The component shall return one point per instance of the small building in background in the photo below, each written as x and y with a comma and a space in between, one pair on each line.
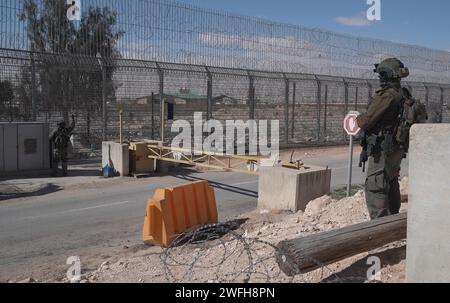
24, 148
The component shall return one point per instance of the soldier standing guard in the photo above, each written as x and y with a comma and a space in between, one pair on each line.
380, 124
59, 143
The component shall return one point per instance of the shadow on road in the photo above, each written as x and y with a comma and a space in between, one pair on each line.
218, 185
11, 191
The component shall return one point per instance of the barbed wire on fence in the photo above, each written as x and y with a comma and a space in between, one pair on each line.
172, 31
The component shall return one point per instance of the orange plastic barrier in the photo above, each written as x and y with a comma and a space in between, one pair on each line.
173, 211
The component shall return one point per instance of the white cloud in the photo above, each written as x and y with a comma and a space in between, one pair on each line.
359, 20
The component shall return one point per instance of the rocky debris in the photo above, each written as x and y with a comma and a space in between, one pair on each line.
27, 280
315, 207
404, 189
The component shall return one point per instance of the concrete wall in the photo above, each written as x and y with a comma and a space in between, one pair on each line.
289, 189
118, 155
428, 247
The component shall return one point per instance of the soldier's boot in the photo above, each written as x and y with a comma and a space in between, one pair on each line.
394, 197
377, 197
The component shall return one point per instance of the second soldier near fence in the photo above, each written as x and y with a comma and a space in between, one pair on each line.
60, 143
385, 145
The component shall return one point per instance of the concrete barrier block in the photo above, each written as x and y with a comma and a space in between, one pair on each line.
118, 155
428, 244
289, 189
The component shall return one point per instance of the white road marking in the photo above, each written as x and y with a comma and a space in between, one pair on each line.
77, 210
93, 207
245, 183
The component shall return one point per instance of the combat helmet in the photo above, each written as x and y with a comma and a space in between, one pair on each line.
62, 124
391, 69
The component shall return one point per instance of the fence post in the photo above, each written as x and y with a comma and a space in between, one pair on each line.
286, 109
427, 94
442, 104
325, 118
293, 110
319, 101
251, 96
33, 88
153, 115
209, 106
345, 104
102, 64
370, 91
161, 100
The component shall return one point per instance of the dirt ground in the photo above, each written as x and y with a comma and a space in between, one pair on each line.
243, 255
248, 255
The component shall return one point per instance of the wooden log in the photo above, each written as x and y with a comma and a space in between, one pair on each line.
309, 253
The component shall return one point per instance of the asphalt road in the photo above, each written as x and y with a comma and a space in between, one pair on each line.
37, 232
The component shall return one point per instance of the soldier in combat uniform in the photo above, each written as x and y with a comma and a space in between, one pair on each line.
380, 125
60, 142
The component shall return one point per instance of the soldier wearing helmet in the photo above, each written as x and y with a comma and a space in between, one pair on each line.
380, 125
59, 143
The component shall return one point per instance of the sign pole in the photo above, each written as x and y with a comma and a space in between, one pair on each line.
350, 168
352, 129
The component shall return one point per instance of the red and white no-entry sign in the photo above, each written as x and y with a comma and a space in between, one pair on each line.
351, 124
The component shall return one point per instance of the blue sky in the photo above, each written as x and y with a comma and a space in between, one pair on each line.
418, 22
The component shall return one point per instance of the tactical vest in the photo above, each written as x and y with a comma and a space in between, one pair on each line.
389, 122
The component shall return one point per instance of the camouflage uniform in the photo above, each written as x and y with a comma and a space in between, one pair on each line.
60, 143
380, 124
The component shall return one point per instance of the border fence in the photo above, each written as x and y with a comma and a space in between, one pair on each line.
126, 55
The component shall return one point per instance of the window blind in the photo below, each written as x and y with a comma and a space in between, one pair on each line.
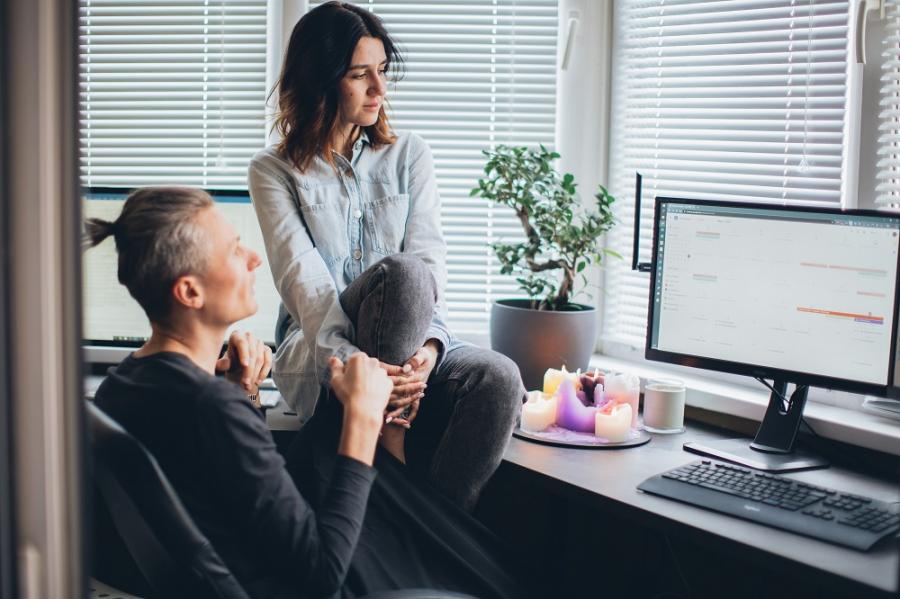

▶ Task to carry out
State how many lines in the items above contain the string "barrier", matching case exactly, and give only that number.

▶ Answer to the problem
2